*ПРЕДЛОЖЕННЫЙ ОТРЫВОК*:
━━━━━━
Во второй половине мая отец решил своими глазами взглянуть на целину и заодно познакомиться с Сибирью. Он намеревался посмотреть, как прошел сев, оценить всходы. Отец со здоровым скепсисом относился к справкам, понимал, что в них пишут не как есть, а как надо. Такие поездки отец очень любил, общаясь с людьми, по выражению их лиц, вопросам, реакции на спонтанные выступления на сельских майданах он составлял впечатление, чем дышит страна, как она живет. Знал он, что к его приезду все постараются прибрать, подкинуть в магазины продукты. Но он также знал, что за день, за неделю в корне ничего изменить нельзя. Даже знаменитые «Потемкинские деревни», якобы выстроенные всесильным фаворитом Екатерины II по пути следования матушки-государыни из Санкт-Петербурга в Крым, если как следует покопаться в истории, на самом деле оказываются возведенной на князя Потемкина, к тому времени уже впавшего в опалу, напраслиной. Внимательный глаз сквозь наведенный внешний лоск всегда разглядит истинное положение дел.

В своих привычках отец тут не одинок. Элеонора Рузвельт, жена американского президента Франклина Рузвельта, рассказывает в воспоминаниях, как муж учил ее оценивать жизнь американцев из окна вагона. Тогда в США еще ездили в поездах. «Он (Рузвельт. – С.Х.) обладал необыкновенным даром наблюдения и мог определять состояние дел в местностях, которые наблюдал из окна вагона или автомобиля. От него я научилась изучать жизнь страны сквозь окно вагона: как смотрятся поля, и какие виды на урожай, как одеты люди, как много машин попадается по пути и в каком они состоянии и даже какое белье сушится на веревках»208.

Я напросился поехать с отцом. Правда, в институте приближалась сессия, но «хвостов» у меня не было, а неделя, десять дней – не срок. Мне очень хотелось взглянуть на экзотические казахские степи, о них я много читал в книгах о Пржевальском и Семенове-Тян-Шанском.
━━━━━━
*СПИСОК ЗАДАЧ*:
**A.** Ответьте по отрывку о поездке на целину:
(i) Когда отец решил своими глазами взглянуть на целину?
(ii) Кто, по воспоминаниям Элеоноры Рузвельт, учил ее изучать жизнь страны сквозь окно вагона?
(iii) В каких книгах рассказчик много читал о казахских степях?
**B.** Продолжите рассказ о поездке на целину, начав сразу после его последнего предложения.
━━━━━━
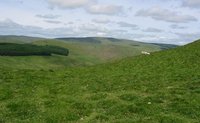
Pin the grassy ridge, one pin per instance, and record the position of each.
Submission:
(83, 52)
(11, 49)
(161, 88)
━━━━━━
*ОТВЕТЫ ПО ЗАДАНИЯМ*:
**A.**
(i) Во второй половине мая.
(ii) Ее муж, американский президент Франклин Рузвельт.
(iii) В книгах о Пржевальском и Семенове-Тян-Шанском.

**B.**
Начали с Кустаная. Поездка мне показалась неинтересной. Пока отец совещался с местным начальством, я в одиночестве сидел в отведенной ему резиденции. Потом отправились в степь, заколесили по полям. Отец то и дело останавливал машину, выходил на пашню, брал горсть земли, долго мял ее, иногда даже нюхал, вглядывался в ярко-зеленый ежик всходов пшеницы, о чем-то говорил с сопровождавшими его хозяевами этой земли, расспрашивал, чаще хвалил, реже сердился. Я же откровенно скучал.

Запомнился мне разговор на краю бескрайнего поля о тракторах. Позже отец напишет, что на одном краю поля тракторист завтракает, а заканчивает борозду только к обеду. И не только из-за бескрайности местных просторов. По целине даже наш мощнейший восьмидесятисильный сталинградский трактор способен был переворачивать переплетенный корнями трав почвенный пласт, только двигаясь на первой передаче, со скоростью два километра в час. Тракторист, молодой парень из Подмосковья, горячась и потея, объяснял отцу, что нужны мощные трактора, иначе с целиной не совладать. Отец внимательно слушал, задавал вопросы. Стоявший рядом помощник Андрей Степанович Шевченко что-то записывал в свою необъятную и изрядно замусоленную тетрадь. Разговор не прошел бесследно. На выпускавшем тяжелые танки ленинградском заводе им. Кирова начали проектировать двухсотпятидесятисильный, а затем и семисотсильный трактор «Кировец». Он стал основной тяговой силой на целине, прослужил верой и правдой более двух десятилетий, а в середине 1980-х годов «впал в немилость». С наступлением перестройки журналисты, писатели и другие всезнайки поносили его за гигантизм и излишнюю мощность: и поле он портит, и в «цивилизованном» мире никто таких монстров не производит. Во время своих поездок в Европу на тамошних полях они ничего подобного не видели. Под давлением «общественности» производство «кировцев» остановили, завод лишился заказов, а уже бывшая целина – тракторов.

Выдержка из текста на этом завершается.